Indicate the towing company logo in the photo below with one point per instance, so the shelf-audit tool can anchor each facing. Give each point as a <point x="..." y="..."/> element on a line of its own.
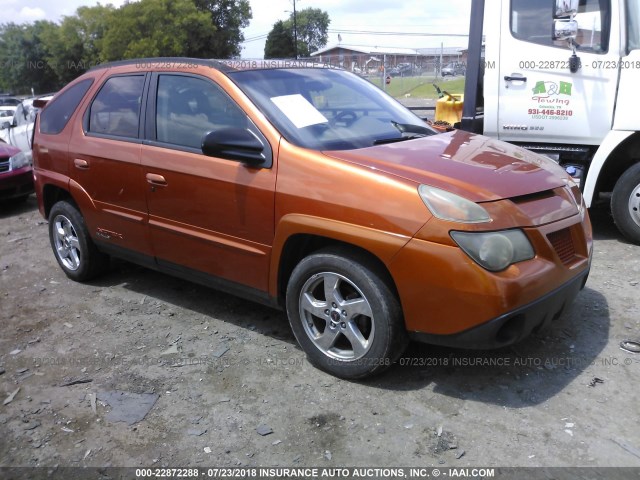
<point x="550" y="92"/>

==

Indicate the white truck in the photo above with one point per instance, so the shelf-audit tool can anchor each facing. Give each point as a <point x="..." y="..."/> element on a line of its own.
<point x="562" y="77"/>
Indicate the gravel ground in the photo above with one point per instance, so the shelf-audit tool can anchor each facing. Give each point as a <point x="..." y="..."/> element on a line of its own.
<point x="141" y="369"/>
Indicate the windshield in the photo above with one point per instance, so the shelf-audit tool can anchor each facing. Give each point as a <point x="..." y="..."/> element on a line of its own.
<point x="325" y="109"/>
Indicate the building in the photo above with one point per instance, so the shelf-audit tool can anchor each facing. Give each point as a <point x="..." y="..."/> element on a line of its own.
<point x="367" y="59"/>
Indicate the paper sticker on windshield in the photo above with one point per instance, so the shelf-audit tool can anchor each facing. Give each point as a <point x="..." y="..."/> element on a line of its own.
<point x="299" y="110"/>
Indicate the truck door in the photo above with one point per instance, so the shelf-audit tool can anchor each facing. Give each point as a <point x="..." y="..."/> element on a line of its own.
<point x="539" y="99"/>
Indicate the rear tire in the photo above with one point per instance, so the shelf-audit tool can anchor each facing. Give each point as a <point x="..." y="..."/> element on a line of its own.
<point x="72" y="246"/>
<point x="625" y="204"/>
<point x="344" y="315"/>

--

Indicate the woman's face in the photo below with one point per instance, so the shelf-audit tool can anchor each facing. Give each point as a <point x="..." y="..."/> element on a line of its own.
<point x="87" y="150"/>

### [REQUIREMENTS]
Count the lines in the items above that contain the string "door", matching case exactly, and reply with the number alone.

### [SOLUTION FOR THIS TASK]
1